Текст страницы
В 1882 году семья переезжает в Одессу. Этот город навсегда остается самым любимым для всей семьи. Здесь фон Мейендорфы провели 10 лет, за это время старшие и средние дети получили образование в гимназии, пора было отправляться в Петербург, для того, чтобы дать старшим сыновьям возможность получить высшее образование. Кроме того, старшие девочки могли поступить на Высшие женские курсы, однако этим воспользовалась только Мария, старшая сестра Анны. Окончив математический факультет физико-математического отделения, Мария Федоровна получила предложение занять место учителя математики в Кронштадской Александровской женской гимназии. Интересно, что родители резко воспротивились этому шагу дочери: стать платной учительницей, делать карьеру? Зачем? Отнимать хлеб у той, которая в действительности в нем нуждается? В России были и другие прекрасные возможности для самореализации женщины из хорошей семьи: в условиях неразвитости государственной системы призрения именно дворянству, и прежде всего, женщинам открывались широкие возможности для благотворительности, предоставлялись большие возможности в организации дела образования и здравоохранения.
Анна Федоровна занималась этой благотворительностью, помогая матери, воспитывала малолетних детей своей рано умершей старшей сестры. Однако ее, по всей видимости, это мало удовлетворяло. В своем дневнике она запишет строчки некролога Стасовой, так поразившие ее: «Правда борется, чтобы пробить себе дорогу, а я не буду участвовать в этой великой драме? Неужели сердце, которое во мне бьется, лишь потому, что оно сердце женщины, а не сердце человека?»[16]. Эти строчки определяют многое в самом характере и деятельности Анны Федоровны. Она желает быть человеком, «принимающим участие в этой великой жизненной драме», приносить пользу людям, ибо только в этом она видела смысл своего существования.

Блок данных

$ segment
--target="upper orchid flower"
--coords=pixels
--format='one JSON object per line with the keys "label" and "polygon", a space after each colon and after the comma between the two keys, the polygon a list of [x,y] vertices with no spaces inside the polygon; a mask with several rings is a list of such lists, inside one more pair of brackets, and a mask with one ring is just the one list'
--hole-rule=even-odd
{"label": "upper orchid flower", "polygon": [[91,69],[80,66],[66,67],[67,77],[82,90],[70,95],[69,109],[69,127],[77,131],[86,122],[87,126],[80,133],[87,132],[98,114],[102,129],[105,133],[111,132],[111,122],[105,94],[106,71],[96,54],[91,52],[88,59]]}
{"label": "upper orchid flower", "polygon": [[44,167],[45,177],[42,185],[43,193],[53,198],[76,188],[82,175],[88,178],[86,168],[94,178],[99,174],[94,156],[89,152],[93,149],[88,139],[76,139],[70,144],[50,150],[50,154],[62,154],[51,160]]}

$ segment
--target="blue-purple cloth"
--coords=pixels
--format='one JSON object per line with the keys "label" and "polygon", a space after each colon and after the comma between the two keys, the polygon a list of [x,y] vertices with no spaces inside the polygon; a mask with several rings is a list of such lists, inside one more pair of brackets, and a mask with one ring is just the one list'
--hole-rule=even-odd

Учебное задание A
Ответьте по тексту страницы на вопросы:
(i) В каком году семья переезжает в Одессу?
(ii) Какое место предложили Марии Федоровне после окончания математического факультета?
(iii) Строчки чьего некролога Анна Федоровна записала в дневнике?
Учебное задание B
Назовите все сферы, в которых, согласно тексту страницы, дворянству и прежде всего женщинам открывались широкие возможности.
Учебное задание C
Выпишите фрагмент из текста страницы: начните с того места, где стоят слова «Анна Федоровна занималась», и остановитесь после слов «смысл своего существования.».
Записи взяты из другого источника.

Ответ к заданию A
(i) В 1882 году.
(ii) Место учителя математики в Кронштадской Александровской женской гимназии.
(iii) Некролога Стасовой.

Ответ к заданию B
Благотворительность; организация дела образования; организация дела здравоохранения.

Ответ к заданию C
Анна Федоровна занималась этой благотворительностью, помогая матери, воспитывала малолетних детей своей рано умершей старшей сестры. Однако ее, по всей видимости, это мало удовлетворяло. В своем дневнике она запишет строчки некролога Стасовой, так поразившие ее: «Правда борется, чтобы пробить себе дорогу, а я не буду участвовать в этой великой драме? Неужели сердце, которое во мне бьется, лишь потому, что оно сердце женщины, а не сердце человека?»[16]. Эти строчки определяют многое в самом характере и деятельности Анны Федоровны. Она желает быть человеком, «принимающим участие в этой великой жизненной драме», приносить пользу людям, ибо только в этом она видела смысл своего существования.